- **TEXT BLOCK**
——

It's not enough to say that world affairs are in a crazy state and leave it at that -- which is exactly what I did last week in outlining how the United States is effectively boosting the spread of sharia law and the Iranian sphere of influence in the Middle East. It's easy to say this is nuts. But what do we do now?
It's time to get back to basics. And by basics, I mean getting back to First Term W., back to when the president's strategy to defend and protect the United States was to take military action against terrorists and the nations that sponsor them. By unfortunate contrast, the security strategy of Second Term W. is best described as bringing universal suffrage to these same terrorists and the nations that sponsor them. Getting back to Bush basics requires a re-reckoning of what and why we fight -- and, just as important, for what and why we don't fight.
Do we fight to spread democracy? Or do we fight to stop jihad? Far better to fight to stop jihad. Second Term W. believes democratic principles will neutralize jihad -- a.k.a. "extremism" in the strangled parlance of political correctness. It may not be polite to notice, but the nasty reality is that jihad is neutralizing democratic principles. The fact the administration must reckon with is that the concept of human rights -- the ideals of liberty and justice for all -- isn't a natural by-product of majority rule. Islamic terrorists still support Islamic terrorism, even when, as in the Palestinian Authority or Lebanon, they are democratically elected; and sharia erodes human rights even when, as in Afghanistan and likely Iraq, it is implicitly mandated by a constitution.

——

- **RECORD SET**
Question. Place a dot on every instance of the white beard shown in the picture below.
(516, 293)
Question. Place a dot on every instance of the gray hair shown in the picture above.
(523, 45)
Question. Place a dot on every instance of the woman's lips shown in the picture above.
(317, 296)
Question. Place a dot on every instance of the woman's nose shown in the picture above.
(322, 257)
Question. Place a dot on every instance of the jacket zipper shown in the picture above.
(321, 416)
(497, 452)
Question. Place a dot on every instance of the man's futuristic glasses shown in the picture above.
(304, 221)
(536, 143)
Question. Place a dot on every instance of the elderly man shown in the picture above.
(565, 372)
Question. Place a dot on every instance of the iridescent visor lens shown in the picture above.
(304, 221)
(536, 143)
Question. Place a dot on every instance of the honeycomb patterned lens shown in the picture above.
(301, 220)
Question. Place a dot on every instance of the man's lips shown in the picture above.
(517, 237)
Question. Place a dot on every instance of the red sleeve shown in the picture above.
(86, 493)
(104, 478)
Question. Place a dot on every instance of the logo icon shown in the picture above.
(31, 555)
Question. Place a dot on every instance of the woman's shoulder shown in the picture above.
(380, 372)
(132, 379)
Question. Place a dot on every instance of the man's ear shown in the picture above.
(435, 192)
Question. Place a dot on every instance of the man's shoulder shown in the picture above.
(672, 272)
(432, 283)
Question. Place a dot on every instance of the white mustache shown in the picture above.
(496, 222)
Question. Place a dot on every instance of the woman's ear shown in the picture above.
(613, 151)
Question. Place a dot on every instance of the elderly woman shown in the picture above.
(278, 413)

——

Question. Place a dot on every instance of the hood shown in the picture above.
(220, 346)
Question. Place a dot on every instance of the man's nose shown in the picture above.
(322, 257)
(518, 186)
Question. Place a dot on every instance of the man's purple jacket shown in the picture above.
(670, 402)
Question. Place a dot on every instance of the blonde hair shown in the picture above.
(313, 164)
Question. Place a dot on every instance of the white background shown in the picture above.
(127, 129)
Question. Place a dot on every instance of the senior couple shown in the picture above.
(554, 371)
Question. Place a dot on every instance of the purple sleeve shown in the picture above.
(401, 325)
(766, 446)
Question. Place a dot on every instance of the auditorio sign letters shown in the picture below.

——

- **PROBLEMS TO WORK ON**
**1.** In the passage on Bush's security strategy, take the part that opens with the words containing "It's not enough" and closes with "we don't fight.", and write it out again, swapping "sponsor" for "fund".
**2.** Continue the passage on Bush's security strategy from its last sentence.
The lines above come from a different source than the passage.

- **ANSWERS TO THE TASKS**
**1.**
It's not enough to say that world affairs are in a crazy state and leave it at that -- which is exactly what I did last week in outlining how the United States is effectively boosting the spread of sharia law and the Iranian sphere of influence in the Middle East. It's easy to say this is nuts. But what do we do now?
It's time to get back to basics. And by basics, I mean getting back to First Term W., back to when the president's strategy to defend and protect the United States was to take military action against terrorists and the nations that fund them. By unfortunate contrast, the security strategy of Second Term W. is best described as bringing universal suffrage to these same terrorists and the nations that fund them. Getting back to Bush basics requires a re-reckoning of what and why we fight -- and, just as important, for what and why we don't fight.

**2.**
It's time for the administration to consider the possibility that the democratic process alone -- constitutions, legislatures, ballot boxes -- doesn't result in Jeffersonian democracy. Such a re-reckoning doesn't mean abandoning Iraq. But it does mean reordering our goals. Forget the Iraqi constitution for now. More important is a single-minded effort to eradicate the death squads that destabilize the country and threaten to exhaust our staying power. Getting back to Bush basics, that means taking action against the nations that sponsor these terrorists: Iran, for instance.
Tragically for the human race, the strategy articulated by First Term W. is a novel, never-before-implemented doctrine. Re-reading Claire Sterling's "The Terror Network," a 1980 work of careful analysis that unraveled the Soviet-sponsored tangle of terrorists from the Baader-Meinhof Gang (now defunct) to various Palestinian terror groups (now approaching statehood), drives home the shocking fact that throughout the 1970s the first real "fright decade" of terrorist kidnappings, assassinations, embassy takeovers and bombings designed to destabilize mainly Europe, often in the name of Palestinianism -- the Western democracies never took action against, never even mentioned the names of, terrorism's state sponsors. This was the time of the Cold War, and a craven policy of "soft neutrality" toward the terror masters in the Kremlin and its proxies prevailed.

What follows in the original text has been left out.